ECLI:NL:GHLEE:2011:BR5369

Gerechtshof Leeuwarden

Datum uitspraak
16 augustus 2011
Publicatiedatum
5 april 2013
Zaaknummer
24-002674-10
Instantie
Gerechtshof Leeuwarden
Type
Uitspraak
Rechtsgebied
Strafrecht
Procedures
  • Hoger beroep
Rechters
Vindplaatsen
  • Rechtspraak.nl
AI samenvatting door LexboostAutomatisch gegenereerd

Veroordeling van een ongewenste vreemdeling tot gevangenisstraf

In deze zaak heeft het Gerechtshof Leeuwarden op 16 augustus 2011 uitspraak gedaan in hoger beroep tegen een vonnis van de politierechter in de rechtbank Leeuwarden. De verdachte, die op de ten laste gelegde datum in Leeuwarden verbleef, was eerder tot ongewenste vreemdeling verklaard. Het hof heeft de verdachte veroordeeld tot een gevangenisstraf van vier maanden, met aftrek van voorarrest. De advocaat-generaal had deze straf gevorderd, en de raadsman van de verdachte heeft geen relevante feiten of omstandigheden aangevoerd die een andere strafmodaliteit rechtvaardigden.

--*--

■ **Opdrachten**
(a) Noem alle personen die in de samenvattende alinea van de tekst met hun functie of rol worden aangeduid.
(b) Schrijf woord voor woord over uit de tekst het deel dat opent met de woorden waarin "In deze zaak" staat en sluit met "andere strafmodaliteit rechtvaardigden.".
De gegevens die hierna komen, spelen hierbij geen rol.

■ **Aangeleverde gegevens**
--*--

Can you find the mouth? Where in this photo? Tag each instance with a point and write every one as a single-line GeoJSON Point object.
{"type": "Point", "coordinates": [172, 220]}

--*--

■ **Antwoorden per opdracht**
(a) De verdachte, de politierechter, de advocaat-generaal en de raadsman van de verdachte.

(b)
In deze zaak heeft het Gerechtshof Leeuwarden op 16 augustus 2011 uitspraak gedaan in hoger beroep tegen een vonnis van de politierechter in de rechtbank Leeuwarden. De verdachte, die op de ten laste gelegde datum in Leeuwarden verbleef, was eerder tot ongewenste vreemdeling verklaard. Het hof heeft de verdachte veroordeeld tot een gevangenisstraf van vier maanden, met aftrek van voorarrest. De advocaat-generaal had deze straf gevorderd, en de raadsman van de verdachte heeft geen relevante feiten of omstandigheden aangevoerd die een andere strafmodaliteit rechtvaardigden.